Written instruction: Copy out the material beginning at the line that contains "Locate the thick" and stopping after the line that contains "[(119, 42)]", with the requests kept in. Shift each x and y coordinate in the answers up by 37.

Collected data
+---+
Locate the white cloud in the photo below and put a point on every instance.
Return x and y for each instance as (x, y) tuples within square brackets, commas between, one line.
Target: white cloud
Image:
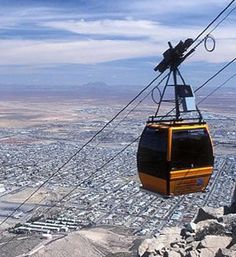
[(29, 52), (15, 52), (125, 28)]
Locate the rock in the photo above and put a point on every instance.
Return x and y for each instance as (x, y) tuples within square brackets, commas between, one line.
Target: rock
[(225, 253), (191, 227), (215, 242), (188, 248), (192, 254), (195, 244), (181, 252), (230, 222), (149, 246), (207, 213), (173, 254), (209, 227), (189, 239), (206, 253)]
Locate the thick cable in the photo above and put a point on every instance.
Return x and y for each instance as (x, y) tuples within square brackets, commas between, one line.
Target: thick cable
[(216, 18)]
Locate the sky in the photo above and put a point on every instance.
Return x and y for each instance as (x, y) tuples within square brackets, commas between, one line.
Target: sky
[(61, 43)]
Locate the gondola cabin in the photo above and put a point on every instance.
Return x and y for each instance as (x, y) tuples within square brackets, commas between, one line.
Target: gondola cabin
[(175, 153), (175, 159)]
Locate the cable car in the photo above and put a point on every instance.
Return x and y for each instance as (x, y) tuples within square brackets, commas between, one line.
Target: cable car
[(175, 159), (175, 153)]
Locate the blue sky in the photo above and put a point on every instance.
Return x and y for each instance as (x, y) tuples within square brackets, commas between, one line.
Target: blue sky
[(119, 42)]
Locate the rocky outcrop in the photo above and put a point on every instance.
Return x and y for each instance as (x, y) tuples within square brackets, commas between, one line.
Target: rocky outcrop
[(212, 233)]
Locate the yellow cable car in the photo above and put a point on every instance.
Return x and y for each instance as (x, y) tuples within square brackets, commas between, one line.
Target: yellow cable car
[(175, 159), (175, 153)]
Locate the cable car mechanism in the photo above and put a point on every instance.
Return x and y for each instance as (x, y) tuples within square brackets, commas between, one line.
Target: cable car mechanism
[(175, 153)]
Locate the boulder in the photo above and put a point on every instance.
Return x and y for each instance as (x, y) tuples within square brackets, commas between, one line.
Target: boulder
[(207, 253), (209, 227), (225, 253), (206, 213), (191, 227), (215, 242), (192, 254), (230, 222), (150, 245), (173, 254)]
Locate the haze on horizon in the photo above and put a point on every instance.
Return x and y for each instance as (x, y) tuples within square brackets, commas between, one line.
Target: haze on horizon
[(63, 43)]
+---+
Complete answer:
Locate the thick cable in the photo above and put a point on every instance.
Return x and y for each instance as (x, y) tuples within square brackets, commas between, one line.
Target: thick cable
[(253, 55)]
Locate the sky in the photo above and put a point on every instance.
Return x and y for each instance as (x, y) tuples within square brackets, commas between, one line.
Target: sky
[(98, 80)]
Locate the gondola cabin in the photo above and put a point on every instance.
Return x and y for each instance as (x, y) tuples within square brackets, commas between, one line.
Target: gondola cabin
[(212, 190), (212, 196)]
Locate the cable car in the photo above and put a point on every instance.
Return x and y for each instance as (x, y) tuples within square brackets, commas between, one line.
Target: cable car
[(212, 196), (212, 190)]
Locate the blue sky in the photo above and put a point on every instance.
Return x and y for each instance as (x, y) tuples within square brackets, commas between, one line.
Target: blue sky
[(156, 79)]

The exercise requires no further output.